▶ [Exercise data]
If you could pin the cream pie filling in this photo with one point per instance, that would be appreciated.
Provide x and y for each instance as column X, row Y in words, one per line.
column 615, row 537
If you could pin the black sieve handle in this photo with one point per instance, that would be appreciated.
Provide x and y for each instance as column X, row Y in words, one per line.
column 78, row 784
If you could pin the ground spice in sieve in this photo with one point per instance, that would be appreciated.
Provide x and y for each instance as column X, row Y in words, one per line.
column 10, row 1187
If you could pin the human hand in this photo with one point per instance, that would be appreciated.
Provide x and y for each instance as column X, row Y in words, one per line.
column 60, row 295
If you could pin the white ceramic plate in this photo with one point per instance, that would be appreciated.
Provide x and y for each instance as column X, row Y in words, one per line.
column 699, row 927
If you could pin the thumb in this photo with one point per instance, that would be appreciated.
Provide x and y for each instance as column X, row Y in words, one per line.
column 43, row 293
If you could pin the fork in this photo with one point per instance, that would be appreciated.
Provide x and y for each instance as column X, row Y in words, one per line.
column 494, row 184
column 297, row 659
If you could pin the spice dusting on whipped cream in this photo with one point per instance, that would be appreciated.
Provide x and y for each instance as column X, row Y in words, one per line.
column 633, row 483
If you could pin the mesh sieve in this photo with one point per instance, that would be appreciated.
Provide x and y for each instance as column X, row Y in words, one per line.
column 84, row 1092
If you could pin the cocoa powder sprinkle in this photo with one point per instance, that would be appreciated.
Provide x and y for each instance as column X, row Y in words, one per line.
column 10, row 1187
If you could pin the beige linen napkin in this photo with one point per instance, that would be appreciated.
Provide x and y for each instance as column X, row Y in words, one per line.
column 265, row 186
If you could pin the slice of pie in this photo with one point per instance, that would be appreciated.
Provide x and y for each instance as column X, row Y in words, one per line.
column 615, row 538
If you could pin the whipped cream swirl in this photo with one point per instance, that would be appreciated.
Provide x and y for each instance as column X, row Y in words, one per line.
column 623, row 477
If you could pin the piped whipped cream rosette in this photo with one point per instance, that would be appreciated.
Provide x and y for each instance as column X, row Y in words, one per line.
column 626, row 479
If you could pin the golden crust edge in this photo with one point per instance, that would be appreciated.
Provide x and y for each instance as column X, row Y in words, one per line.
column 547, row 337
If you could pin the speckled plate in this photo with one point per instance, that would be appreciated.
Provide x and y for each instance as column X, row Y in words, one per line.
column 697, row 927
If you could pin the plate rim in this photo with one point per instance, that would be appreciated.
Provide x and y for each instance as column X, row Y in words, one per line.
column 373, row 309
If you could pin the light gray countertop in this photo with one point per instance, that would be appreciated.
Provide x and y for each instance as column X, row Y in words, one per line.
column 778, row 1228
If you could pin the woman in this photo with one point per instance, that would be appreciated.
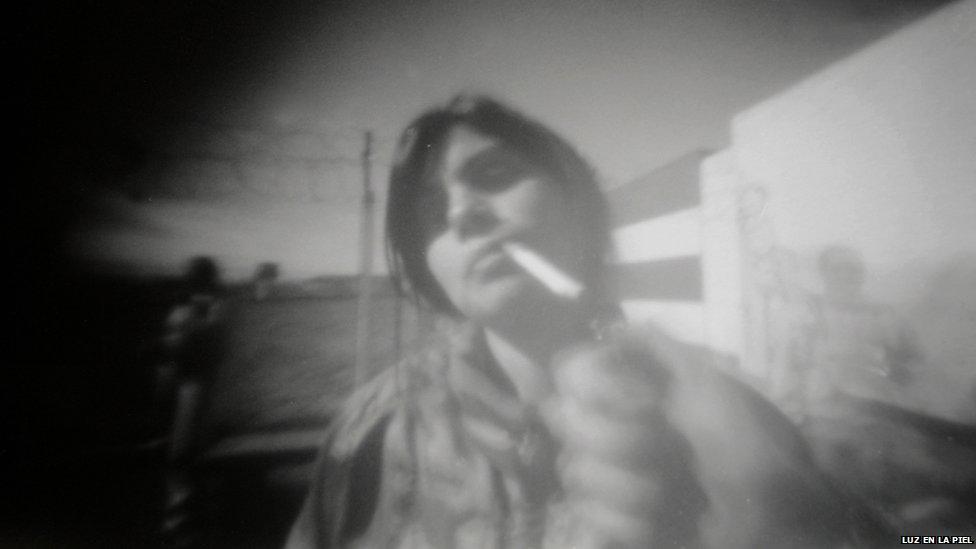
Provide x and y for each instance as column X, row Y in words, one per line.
column 536, row 422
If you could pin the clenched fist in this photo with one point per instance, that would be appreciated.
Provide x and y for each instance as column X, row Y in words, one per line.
column 628, row 474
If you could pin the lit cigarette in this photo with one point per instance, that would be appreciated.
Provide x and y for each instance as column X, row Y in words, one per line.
column 544, row 271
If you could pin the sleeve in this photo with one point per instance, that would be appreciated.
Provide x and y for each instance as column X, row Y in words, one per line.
column 351, row 456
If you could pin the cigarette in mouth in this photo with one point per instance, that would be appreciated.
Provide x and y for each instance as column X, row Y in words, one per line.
column 543, row 270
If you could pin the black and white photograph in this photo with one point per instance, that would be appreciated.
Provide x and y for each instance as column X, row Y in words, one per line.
column 593, row 274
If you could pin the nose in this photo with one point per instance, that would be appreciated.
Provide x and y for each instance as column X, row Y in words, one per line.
column 469, row 213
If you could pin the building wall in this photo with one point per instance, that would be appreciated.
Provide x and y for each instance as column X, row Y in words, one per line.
column 876, row 153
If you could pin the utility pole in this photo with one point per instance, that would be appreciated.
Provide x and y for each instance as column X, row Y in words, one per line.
column 365, row 266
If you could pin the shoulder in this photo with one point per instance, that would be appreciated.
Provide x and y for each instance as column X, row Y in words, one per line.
column 393, row 390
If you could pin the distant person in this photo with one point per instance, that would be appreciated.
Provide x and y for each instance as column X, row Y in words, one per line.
column 193, row 339
column 853, row 359
column 265, row 277
column 847, row 345
column 537, row 419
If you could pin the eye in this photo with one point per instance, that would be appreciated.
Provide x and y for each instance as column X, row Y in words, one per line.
column 495, row 170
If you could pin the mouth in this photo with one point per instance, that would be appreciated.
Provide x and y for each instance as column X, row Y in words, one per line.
column 490, row 262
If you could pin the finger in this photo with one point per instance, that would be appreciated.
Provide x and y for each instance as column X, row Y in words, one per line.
column 614, row 529
column 628, row 442
column 627, row 491
column 595, row 376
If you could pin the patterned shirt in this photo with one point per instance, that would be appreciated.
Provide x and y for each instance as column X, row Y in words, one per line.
column 439, row 452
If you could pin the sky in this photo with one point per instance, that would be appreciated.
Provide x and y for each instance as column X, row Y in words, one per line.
column 236, row 131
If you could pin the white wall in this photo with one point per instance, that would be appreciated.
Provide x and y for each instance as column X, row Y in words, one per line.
column 877, row 152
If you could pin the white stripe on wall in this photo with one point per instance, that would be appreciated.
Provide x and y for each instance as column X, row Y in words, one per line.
column 672, row 235
column 684, row 320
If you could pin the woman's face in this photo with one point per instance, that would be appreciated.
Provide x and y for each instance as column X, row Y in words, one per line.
column 487, row 194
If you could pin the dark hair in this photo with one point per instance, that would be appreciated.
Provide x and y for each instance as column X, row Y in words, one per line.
column 417, row 162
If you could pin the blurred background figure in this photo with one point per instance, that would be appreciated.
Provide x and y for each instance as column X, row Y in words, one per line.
column 849, row 387
column 193, row 344
column 265, row 277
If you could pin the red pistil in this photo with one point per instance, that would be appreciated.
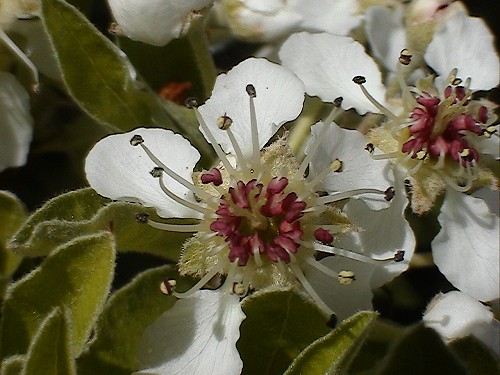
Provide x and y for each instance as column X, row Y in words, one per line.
column 213, row 176
column 271, row 225
column 451, row 141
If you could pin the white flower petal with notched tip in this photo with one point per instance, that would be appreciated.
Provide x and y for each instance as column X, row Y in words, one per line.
column 280, row 96
column 337, row 17
column 467, row 44
column 156, row 22
column 386, row 35
column 327, row 64
column 118, row 170
column 359, row 170
column 197, row 336
column 382, row 232
column 455, row 315
column 466, row 250
column 16, row 123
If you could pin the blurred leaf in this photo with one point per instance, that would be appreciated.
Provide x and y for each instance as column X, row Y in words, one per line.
column 475, row 356
column 124, row 318
column 50, row 352
column 77, row 276
column 97, row 74
column 322, row 355
column 83, row 212
column 13, row 365
column 187, row 59
column 101, row 79
column 279, row 325
column 12, row 214
column 387, row 349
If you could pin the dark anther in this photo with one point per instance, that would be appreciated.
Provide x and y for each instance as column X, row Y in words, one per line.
column 136, row 140
column 191, row 103
column 399, row 256
column 156, row 172
column 142, row 217
column 251, row 91
column 167, row 286
column 370, row 147
column 405, row 57
column 389, row 194
column 332, row 322
column 359, row 80
column 224, row 122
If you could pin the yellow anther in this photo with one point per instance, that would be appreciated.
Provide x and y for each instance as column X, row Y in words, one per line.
column 346, row 277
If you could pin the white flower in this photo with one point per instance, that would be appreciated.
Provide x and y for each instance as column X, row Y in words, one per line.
column 156, row 22
column 270, row 20
column 16, row 123
column 455, row 315
column 258, row 219
column 439, row 135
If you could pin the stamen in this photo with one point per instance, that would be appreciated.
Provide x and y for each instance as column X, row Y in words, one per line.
column 157, row 172
column 346, row 194
column 215, row 145
column 352, row 255
column 360, row 80
column 252, row 94
column 137, row 140
column 200, row 284
column 22, row 56
column 308, row 287
column 181, row 228
column 318, row 139
column 346, row 277
column 322, row 268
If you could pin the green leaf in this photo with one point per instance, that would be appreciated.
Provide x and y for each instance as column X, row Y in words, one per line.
column 279, row 325
column 125, row 317
column 323, row 354
column 387, row 349
column 12, row 214
column 76, row 276
column 13, row 365
column 50, row 352
column 475, row 356
column 187, row 59
column 83, row 212
column 95, row 72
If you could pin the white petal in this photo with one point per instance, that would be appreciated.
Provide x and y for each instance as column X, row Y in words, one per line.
column 155, row 21
column 386, row 35
column 118, row 170
column 328, row 63
column 344, row 300
column 467, row 44
column 337, row 17
column 255, row 26
column 16, row 123
column 466, row 250
column 197, row 337
column 359, row 170
column 383, row 233
column 455, row 315
column 280, row 96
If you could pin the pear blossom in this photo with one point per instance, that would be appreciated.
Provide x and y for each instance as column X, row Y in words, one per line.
column 271, row 20
column 455, row 315
column 16, row 123
column 257, row 219
column 438, row 135
column 156, row 22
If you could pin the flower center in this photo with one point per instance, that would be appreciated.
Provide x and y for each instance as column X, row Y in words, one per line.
column 438, row 128
column 257, row 220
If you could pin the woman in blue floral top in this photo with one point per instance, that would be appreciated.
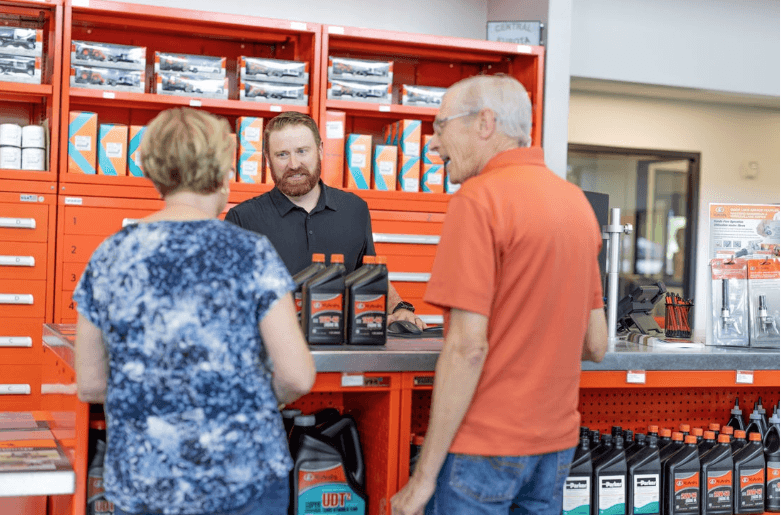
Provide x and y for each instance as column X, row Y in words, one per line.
column 188, row 335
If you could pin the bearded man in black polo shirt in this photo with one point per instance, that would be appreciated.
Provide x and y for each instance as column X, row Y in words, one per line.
column 301, row 215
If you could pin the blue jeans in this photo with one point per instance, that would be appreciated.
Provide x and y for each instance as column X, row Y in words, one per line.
column 489, row 485
column 274, row 501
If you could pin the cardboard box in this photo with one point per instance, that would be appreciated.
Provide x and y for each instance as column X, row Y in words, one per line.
column 82, row 142
column 384, row 168
column 112, row 149
column 432, row 178
column 357, row 163
column 408, row 135
column 134, row 167
column 332, row 171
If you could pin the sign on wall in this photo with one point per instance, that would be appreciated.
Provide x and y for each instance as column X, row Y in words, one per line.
column 518, row 32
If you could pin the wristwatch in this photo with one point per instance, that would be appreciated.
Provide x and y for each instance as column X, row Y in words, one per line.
column 403, row 305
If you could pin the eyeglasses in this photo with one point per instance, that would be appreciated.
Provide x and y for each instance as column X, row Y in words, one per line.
column 439, row 123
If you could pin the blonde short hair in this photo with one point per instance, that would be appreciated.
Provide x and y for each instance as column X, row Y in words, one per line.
column 185, row 149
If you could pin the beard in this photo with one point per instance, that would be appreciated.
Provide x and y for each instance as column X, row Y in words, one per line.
column 297, row 189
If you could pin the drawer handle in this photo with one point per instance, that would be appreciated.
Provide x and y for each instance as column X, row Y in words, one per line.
column 417, row 239
column 17, row 223
column 408, row 277
column 17, row 261
column 16, row 298
column 14, row 389
column 16, row 341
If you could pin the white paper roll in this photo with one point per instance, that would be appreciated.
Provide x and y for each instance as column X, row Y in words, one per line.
column 33, row 137
column 10, row 158
column 33, row 159
column 10, row 135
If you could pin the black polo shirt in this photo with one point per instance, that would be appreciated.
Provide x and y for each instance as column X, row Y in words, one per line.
column 338, row 224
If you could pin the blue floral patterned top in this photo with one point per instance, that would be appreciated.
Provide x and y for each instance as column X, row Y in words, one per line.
column 192, row 420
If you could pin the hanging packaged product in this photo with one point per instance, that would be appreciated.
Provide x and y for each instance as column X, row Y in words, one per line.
column 764, row 305
column 729, row 303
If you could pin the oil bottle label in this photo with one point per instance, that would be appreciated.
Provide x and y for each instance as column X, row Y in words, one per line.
column 370, row 313
column 773, row 472
column 646, row 493
column 326, row 314
column 612, row 495
column 326, row 491
column 577, row 496
column 719, row 487
column 752, row 489
column 687, row 493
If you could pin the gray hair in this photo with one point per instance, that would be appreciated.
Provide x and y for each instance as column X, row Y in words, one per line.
column 503, row 95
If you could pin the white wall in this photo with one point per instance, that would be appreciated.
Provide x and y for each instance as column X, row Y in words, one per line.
column 463, row 18
column 720, row 45
column 725, row 135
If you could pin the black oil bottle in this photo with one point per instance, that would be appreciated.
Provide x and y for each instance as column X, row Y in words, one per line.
column 608, row 492
column 749, row 474
column 716, row 488
column 644, row 480
column 577, row 486
column 366, row 305
column 322, row 316
column 682, row 480
column 772, row 459
column 318, row 264
column 736, row 417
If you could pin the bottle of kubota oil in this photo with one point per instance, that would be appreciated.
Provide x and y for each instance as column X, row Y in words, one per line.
column 682, row 480
column 749, row 474
column 644, row 480
column 366, row 305
column 322, row 315
column 716, row 473
column 318, row 264
column 577, row 486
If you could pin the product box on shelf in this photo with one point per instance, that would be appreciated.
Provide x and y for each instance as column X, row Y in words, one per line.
column 357, row 163
column 333, row 149
column 16, row 68
column 360, row 69
column 359, row 91
column 421, row 96
column 273, row 70
column 108, row 55
column 202, row 65
column 191, row 86
column 133, row 154
column 107, row 78
column 112, row 149
column 384, row 168
column 82, row 142
column 19, row 41
column 274, row 92
column 432, row 177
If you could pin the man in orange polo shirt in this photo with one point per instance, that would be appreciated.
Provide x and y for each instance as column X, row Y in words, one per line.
column 516, row 274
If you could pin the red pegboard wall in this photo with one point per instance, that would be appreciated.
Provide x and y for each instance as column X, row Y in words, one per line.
column 636, row 409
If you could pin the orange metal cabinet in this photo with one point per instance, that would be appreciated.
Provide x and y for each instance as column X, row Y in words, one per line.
column 36, row 104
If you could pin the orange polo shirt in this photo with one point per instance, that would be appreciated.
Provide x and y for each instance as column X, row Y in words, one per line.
column 519, row 245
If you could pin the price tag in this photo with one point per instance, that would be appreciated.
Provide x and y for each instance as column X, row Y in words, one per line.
column 352, row 380
column 744, row 377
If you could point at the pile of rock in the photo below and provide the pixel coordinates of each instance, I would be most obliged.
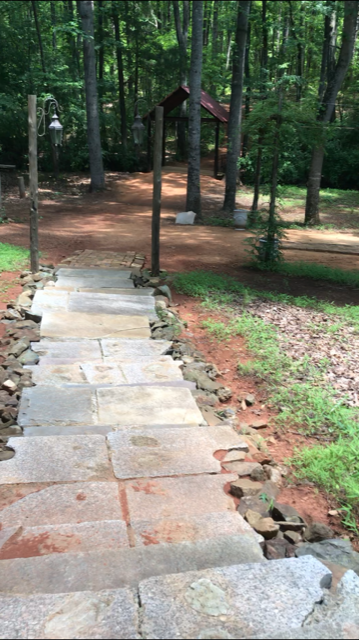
(285, 533)
(22, 328)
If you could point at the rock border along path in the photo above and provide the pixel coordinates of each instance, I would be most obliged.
(115, 489)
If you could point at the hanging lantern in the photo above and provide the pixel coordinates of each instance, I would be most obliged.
(56, 129)
(138, 130)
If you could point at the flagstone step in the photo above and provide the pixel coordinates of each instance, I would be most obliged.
(237, 601)
(98, 351)
(104, 614)
(233, 601)
(98, 429)
(61, 504)
(48, 459)
(96, 281)
(164, 369)
(120, 406)
(61, 573)
(29, 542)
(91, 272)
(99, 303)
(65, 324)
(148, 452)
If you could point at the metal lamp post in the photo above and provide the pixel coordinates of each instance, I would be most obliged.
(56, 131)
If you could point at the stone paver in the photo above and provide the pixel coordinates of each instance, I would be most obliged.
(191, 528)
(102, 303)
(70, 430)
(64, 504)
(119, 348)
(104, 274)
(94, 282)
(49, 459)
(56, 406)
(232, 602)
(49, 299)
(160, 498)
(60, 572)
(146, 406)
(63, 324)
(151, 452)
(15, 542)
(72, 351)
(139, 293)
(57, 375)
(104, 614)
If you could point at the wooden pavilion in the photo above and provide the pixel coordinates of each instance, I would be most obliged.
(217, 112)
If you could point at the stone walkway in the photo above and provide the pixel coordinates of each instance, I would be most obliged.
(115, 519)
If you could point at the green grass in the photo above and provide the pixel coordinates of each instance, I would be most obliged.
(221, 290)
(296, 388)
(12, 258)
(319, 272)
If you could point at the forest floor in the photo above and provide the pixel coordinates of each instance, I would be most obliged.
(119, 219)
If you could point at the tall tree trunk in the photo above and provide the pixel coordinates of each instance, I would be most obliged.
(182, 36)
(328, 105)
(263, 77)
(235, 113)
(121, 83)
(93, 125)
(38, 31)
(73, 46)
(247, 76)
(214, 42)
(194, 118)
(53, 24)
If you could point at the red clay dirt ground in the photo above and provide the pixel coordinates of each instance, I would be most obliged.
(313, 505)
(119, 219)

▶ [Problem to work on] For every line of the material that holds the word "product", make a copy.

▶ [Solved exercise]
If you could pin the hanging packaged product in this photo with one point per instance, that would be appreciated.
If you could pin the product box on shelf in this photo with one point per instance, that would be appreciated.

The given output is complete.